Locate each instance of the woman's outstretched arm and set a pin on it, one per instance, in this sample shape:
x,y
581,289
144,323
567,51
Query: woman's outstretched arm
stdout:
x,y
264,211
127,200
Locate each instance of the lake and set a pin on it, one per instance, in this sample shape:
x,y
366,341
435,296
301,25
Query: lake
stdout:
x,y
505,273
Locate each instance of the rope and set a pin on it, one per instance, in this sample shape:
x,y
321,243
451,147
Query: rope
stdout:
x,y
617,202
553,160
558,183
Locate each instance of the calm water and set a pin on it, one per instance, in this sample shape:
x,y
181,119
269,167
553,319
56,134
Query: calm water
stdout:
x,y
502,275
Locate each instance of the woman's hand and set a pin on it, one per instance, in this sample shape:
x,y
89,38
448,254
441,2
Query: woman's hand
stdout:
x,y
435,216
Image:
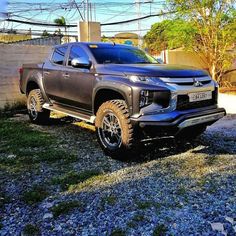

◆ ◆ ◆ ◆

What the task asks: Copy out all of the lines above word for word, leaving out the picture.

Written solution:
Locate each instance of the woman's outstretched arm and set a pin on it, one per instance, in this sample shape:
x,y
581,289
144,323
567,51
Query: woman's outstretched arm
stdout:
x,y
264,211
127,200
Locate each instance of the lake and set a pin on it, one per instance, in this sample shape:
x,y
366,341
435,296
301,25
Query: lake
stdout:
x,y
505,273
Locate each instance of the rope and set a pin on it, one per instance, in this sample shape:
x,y
321,243
451,147
Query: rope
stdout:
x,y
617,202
553,160
558,183
Locate each instance of the calm water and set a pin on it, one per instance, in this sample shape:
x,y
181,119
269,167
553,319
56,134
Query: calm water
stdout:
x,y
502,275
Locate each instance of the woman's hand and set a pin on it, one per instance, in this sample shape:
x,y
89,38
448,254
441,2
Query: woman's hand
stdout:
x,y
435,216
Image:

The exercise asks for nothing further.